### ZITIERTER TEXT
╭──

StEG: Fachliches Lernen in der Ganztagsschule : Datum: Autor: Autor/in: Ralf Augsburg

Wie kann der Ganztag fachliche Kompetenzen fördern? Auf der Fachtagung „Qualität und Lernwirksamkeit von Ganztagsschulen“ stellte sich die derzeit laufende Studie „StEG-Lesen“ des Instituts für Schulentwicklungsforschung der TU Dortmund vor.

Gruppe von Schülerinnen und Schülern
© Britta Hüning

Wenn Prof. Ludwig Stecher an internationalen Tagungen teilnimmt, macht der Professor für Empirische Bildungsforschung an der Justus-Liebig-Universität Gießen eine Beobachtung: „Im Ausland schaut man fast ein wenig neidisch auf StEG, weil es international kaum eine vergleichbar umfassende begleitende Forschung zum Ganztag gibt.“ Derzeit läuft die dritte Förderphase der vom BMBF geförderten „Studie zur Entwicklung von Ganztagsschulen – StEG“.

Im Mittelpunkt stehen derzeit vertiefende Analysen zur Qualität von Ganztagsangeboten. Untersucht wird deren Wirkung, insbesondere auf die individuelle Förderung fachlicher und sozialer Kompetenzen der Schülerinnen und Schüler. Dazu werden unter anderem Interventionsstudien an Ganztagsschulen der Primarstufe und der Sekundarstufe I durchgeführt.

Eine dieser Studien, „StEG-Lesen: Förderung der Lesekompetenz an Grundschulen durch eine innovative Arbeitsgemeinschaft im Ganztag“, stellten die beteiligten Wissenschaftlerinnen und Wissenschaftler auf dem Fachtag „Qualität und Lernwirksamkeit von Ganztagsschulen“ am 7. Dezember 2017 in der Technischen Universität Dortmund vor. Hinzu kamen Präsentationen aus dem Programm „Ganz In – Mit Ganztag mehr Zukunft. Das neue Ganztagsgymnasium NRW“.

╰──

### SCHRIFTLICHE AUFGABE 1
Beantworten Sie anhand des Textes zu StEG:
(a) Welches Institut führt die Studie „StEG-Lesen“ durch?
(b) An welcher Universität lehrt Prof. Ludwig Stecher?
(c) An welchem Datum wurde „StEG-Lesen“ auf dem Fachtag vorgestellt?
### SCHRIFTLICHE AUFGABE 2
Schreiben Sie aus dem Text zu StEG den Abschnitt ab, der bei „Gruppe von Schülerinnen“ beginnt und bei „Sekundarstufe I durchgeführt.“ endet.

### GESPEICHERTE ZEILEN
╭──

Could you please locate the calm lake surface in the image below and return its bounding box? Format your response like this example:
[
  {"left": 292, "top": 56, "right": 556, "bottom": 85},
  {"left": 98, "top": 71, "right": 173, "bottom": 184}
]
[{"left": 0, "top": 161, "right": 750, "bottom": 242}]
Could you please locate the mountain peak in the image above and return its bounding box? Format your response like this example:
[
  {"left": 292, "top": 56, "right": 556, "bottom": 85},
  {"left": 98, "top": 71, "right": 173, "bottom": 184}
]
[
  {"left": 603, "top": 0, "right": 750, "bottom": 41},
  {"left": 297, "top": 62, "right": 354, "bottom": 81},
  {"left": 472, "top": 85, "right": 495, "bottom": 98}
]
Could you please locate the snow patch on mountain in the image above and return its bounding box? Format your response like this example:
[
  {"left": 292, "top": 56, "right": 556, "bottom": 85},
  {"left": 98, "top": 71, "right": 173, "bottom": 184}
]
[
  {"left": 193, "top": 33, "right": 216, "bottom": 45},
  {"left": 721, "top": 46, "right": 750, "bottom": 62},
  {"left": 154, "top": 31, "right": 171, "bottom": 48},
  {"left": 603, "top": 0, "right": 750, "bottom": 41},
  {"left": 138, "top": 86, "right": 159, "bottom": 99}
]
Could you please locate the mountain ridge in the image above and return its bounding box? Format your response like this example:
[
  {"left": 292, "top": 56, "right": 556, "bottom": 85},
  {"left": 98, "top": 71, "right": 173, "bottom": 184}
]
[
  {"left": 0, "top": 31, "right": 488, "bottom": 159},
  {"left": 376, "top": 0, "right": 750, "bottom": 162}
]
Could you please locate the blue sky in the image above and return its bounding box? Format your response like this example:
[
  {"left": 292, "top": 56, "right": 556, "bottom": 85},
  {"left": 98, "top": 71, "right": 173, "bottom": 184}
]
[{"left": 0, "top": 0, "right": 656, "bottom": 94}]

╰──

### ANTWORT 1
(a) Das Institut für Schulentwicklungsforschung der TU Dortmund
(b) An der Justus-Liebig-Universität Gießen
(c) Am 7. Dezember 2017

### ANTWORT 2
Gruppe von Schülerinnen und Schülern
© Britta Hüning

Wenn Prof. Ludwig Stecher an internationalen Tagungen teilnimmt, macht der Professor für Empirische Bildungsforschung an der Justus-Liebig-Universität Gießen eine Beobachtung: „Im Ausland schaut man fast ein wenig neidisch auf StEG, weil es international kaum eine vergleichbar umfassende begleitende Forschung zum Ganztag gibt.“ Derzeit läuft die dritte Förderphase der vom BMBF geförderten „Studie zur Entwicklung von Ganztagsschulen – StEG“.

Im Mittelpunkt stehen derzeit vertiefende Analysen zur Qualität von Ganztagsangeboten. Untersucht wird deren Wirkung, insbesondere auf die individuelle Förderung fachlicher und sozialer Kompetenzen der Schülerinnen und Schüler. Dazu werden unter anderem Interventionsstudien an Ganztagsschulen der Primarstufe und der Sekundarstufe I durchgeführt.